#### ФРАГМЕНТ ТЕКСТА
>>>>>
Человек, которого только что выпороли на глазах у всех ни за что ни про что, не кричит, не возмущается, чего следовало бы ожидать, а выпивает предложенную рюмку водки и «богатырем выходит из избы» (уже известный нам «Суд»).
Другой молодой человек открывает умной и образованной жене в брачную ночь «страшную» тайну: он был цирковым клоуном. Он ожидает презрения, даже пощечины, но жена просит его показать, что он умеет. Заглянувший утром в спальню папаша видит следующую сцену: «Среди спальни стоял Максим Кузьмич и выделывал в воздухе отчаяннейшие salto mortale; возле него стояла Леля и аплодировала. Лица обоих светились счастьем» (2, 55). Такова фабула «Женщины без предрассудков».
Попавший в маленьком немецком городке на годовщину «какого-то немецкого события» некий Петр Фомич умилился духом, вдохновился произносимыми речами, сам захотел выступить, взобрался на стол и... «закричал коснеющим, пьяным языком: «Ребята! Не... Немцов бить!»» («Патриот своего отечества» — 2, 67).
Поручик Дубов расхваливает свою замечательную собаку, просит за нее сначала сто рублей, потом пятьдесят, двадцать пять, потом пытается вручить своему приятелю даром и кончает решением сдать ее на живодерню («Дорогая собака»).
<<<<<
#### ЧАСТИ УПРАЖНЕНИЯ
1. Какое решение в итоге принимает поручик Дубов относительно своей собаки, согласно фрагменту текста?
2. Кратко изложите фрагмент текста в двух предложениях.

#### ИСХОДНЫЕ ДАННЫЕ
>>>>>
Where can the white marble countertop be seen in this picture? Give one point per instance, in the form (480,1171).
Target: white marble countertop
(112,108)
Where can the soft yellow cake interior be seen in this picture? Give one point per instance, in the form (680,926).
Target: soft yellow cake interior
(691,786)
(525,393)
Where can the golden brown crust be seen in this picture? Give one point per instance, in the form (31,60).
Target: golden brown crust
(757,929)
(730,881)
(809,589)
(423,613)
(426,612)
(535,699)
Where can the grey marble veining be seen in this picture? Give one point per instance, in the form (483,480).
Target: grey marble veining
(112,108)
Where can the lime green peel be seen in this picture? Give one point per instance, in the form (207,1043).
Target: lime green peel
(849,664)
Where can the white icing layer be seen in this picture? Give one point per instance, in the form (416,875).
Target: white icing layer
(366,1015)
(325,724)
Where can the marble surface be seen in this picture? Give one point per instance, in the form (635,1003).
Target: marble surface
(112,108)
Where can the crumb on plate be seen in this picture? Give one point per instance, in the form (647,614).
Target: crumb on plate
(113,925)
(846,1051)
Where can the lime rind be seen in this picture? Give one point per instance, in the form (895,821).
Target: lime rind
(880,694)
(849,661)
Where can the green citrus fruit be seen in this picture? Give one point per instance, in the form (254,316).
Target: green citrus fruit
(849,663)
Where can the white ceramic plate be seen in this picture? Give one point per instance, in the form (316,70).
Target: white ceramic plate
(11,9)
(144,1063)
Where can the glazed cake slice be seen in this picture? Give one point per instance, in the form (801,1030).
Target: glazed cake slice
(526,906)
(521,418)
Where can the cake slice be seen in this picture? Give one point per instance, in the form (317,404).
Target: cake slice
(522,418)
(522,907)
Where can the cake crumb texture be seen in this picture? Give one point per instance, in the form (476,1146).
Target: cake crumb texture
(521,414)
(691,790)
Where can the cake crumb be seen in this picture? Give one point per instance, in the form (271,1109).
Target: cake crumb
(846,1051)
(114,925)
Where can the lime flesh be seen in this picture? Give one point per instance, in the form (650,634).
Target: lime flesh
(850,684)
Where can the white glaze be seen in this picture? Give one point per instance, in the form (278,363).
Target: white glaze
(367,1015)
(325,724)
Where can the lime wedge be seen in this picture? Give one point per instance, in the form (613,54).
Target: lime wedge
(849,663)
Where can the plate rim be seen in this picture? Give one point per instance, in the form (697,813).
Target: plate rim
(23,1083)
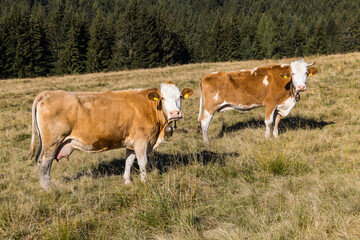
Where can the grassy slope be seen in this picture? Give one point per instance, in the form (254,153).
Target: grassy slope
(304,185)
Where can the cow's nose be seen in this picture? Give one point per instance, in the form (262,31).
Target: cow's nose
(301,87)
(175,114)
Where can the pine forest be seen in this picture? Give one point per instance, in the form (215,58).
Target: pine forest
(58,37)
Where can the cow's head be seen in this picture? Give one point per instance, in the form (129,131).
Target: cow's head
(300,70)
(171,99)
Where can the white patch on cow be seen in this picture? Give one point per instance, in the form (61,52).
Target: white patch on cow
(205,122)
(216,97)
(268,122)
(299,73)
(225,106)
(129,142)
(285,108)
(171,98)
(265,81)
(158,142)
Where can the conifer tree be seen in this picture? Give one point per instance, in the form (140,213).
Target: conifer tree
(266,36)
(215,43)
(100,45)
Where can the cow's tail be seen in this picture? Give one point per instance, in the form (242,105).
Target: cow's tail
(33,128)
(200,109)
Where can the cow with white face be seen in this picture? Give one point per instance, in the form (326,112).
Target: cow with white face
(276,87)
(135,119)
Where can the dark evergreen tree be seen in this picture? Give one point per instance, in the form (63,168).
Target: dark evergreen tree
(38,47)
(266,37)
(72,58)
(99,53)
(215,43)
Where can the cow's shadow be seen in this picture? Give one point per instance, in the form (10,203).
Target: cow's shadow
(160,161)
(290,123)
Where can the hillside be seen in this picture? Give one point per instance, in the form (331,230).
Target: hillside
(304,185)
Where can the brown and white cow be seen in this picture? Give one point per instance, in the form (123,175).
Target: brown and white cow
(134,119)
(276,87)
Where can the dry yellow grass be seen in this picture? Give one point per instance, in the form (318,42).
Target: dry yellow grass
(304,185)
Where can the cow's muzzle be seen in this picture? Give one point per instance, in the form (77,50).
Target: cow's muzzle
(301,88)
(175,115)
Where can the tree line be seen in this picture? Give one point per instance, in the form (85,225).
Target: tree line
(47,37)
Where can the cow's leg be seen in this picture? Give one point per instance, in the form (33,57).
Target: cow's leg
(276,126)
(44,163)
(140,152)
(269,118)
(205,122)
(130,157)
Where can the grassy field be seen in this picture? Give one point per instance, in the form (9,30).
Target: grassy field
(303,185)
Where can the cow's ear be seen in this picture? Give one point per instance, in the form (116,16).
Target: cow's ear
(285,74)
(312,71)
(187,92)
(153,96)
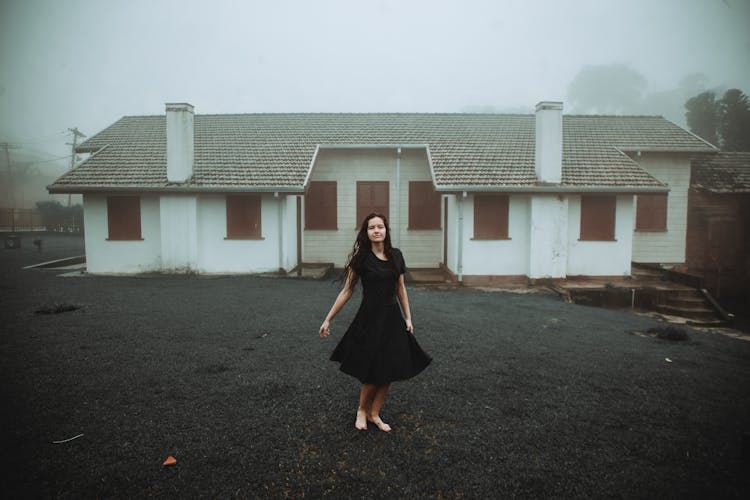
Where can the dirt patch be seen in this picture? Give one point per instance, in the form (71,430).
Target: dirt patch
(527,397)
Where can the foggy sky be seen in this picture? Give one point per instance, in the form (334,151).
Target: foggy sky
(86,63)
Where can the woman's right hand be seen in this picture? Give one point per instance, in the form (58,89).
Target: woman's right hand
(325,329)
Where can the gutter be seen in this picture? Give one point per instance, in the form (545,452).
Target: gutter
(81,189)
(551,189)
(460,249)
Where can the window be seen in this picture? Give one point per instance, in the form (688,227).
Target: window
(243,217)
(424,206)
(490,217)
(651,212)
(372,196)
(124,217)
(598,217)
(320,205)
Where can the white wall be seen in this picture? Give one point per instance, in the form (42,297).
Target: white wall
(179,237)
(347,166)
(217,254)
(600,258)
(669,246)
(104,256)
(172,223)
(548,236)
(498,257)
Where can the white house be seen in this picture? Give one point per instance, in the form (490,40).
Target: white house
(482,196)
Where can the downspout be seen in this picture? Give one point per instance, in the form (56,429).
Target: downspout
(281,230)
(397,222)
(460,250)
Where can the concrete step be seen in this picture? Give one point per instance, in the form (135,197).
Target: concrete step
(694,313)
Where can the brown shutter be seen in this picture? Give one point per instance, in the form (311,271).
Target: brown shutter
(598,217)
(424,206)
(490,217)
(651,212)
(243,217)
(320,206)
(124,217)
(372,196)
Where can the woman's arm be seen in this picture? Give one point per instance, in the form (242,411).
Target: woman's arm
(404,299)
(342,298)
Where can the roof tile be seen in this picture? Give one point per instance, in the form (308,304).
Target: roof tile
(252,151)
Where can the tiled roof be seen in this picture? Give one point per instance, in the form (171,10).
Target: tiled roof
(254,151)
(722,173)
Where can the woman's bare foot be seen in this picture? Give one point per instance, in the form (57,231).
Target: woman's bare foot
(379,423)
(361,423)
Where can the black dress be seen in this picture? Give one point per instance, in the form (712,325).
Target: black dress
(377,349)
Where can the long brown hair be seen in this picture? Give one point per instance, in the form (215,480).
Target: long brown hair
(362,246)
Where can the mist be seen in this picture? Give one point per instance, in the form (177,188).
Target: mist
(85,64)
<<<<<
#### РЕШЕНИЯ ЗАДАНИЙ
1. Он решает сдать собаку на живодерню.

2. Во фрагменте излагаются фабулы рассказов «Суд», «Женщина без предрассудков», «Патриот своего отечества» и «Дорогая собака». В них человек, выпоротый ни за что, не возмущается и выпивает рюмку водки, жена бывшего циркового клоуна аплодирует его трюкам, пьяный Петр Фомич на немецком празднике призывает бить немцев, а поручик Дубов, расхвалив свою собаку, в конце концов решает сдать ее на живодерню.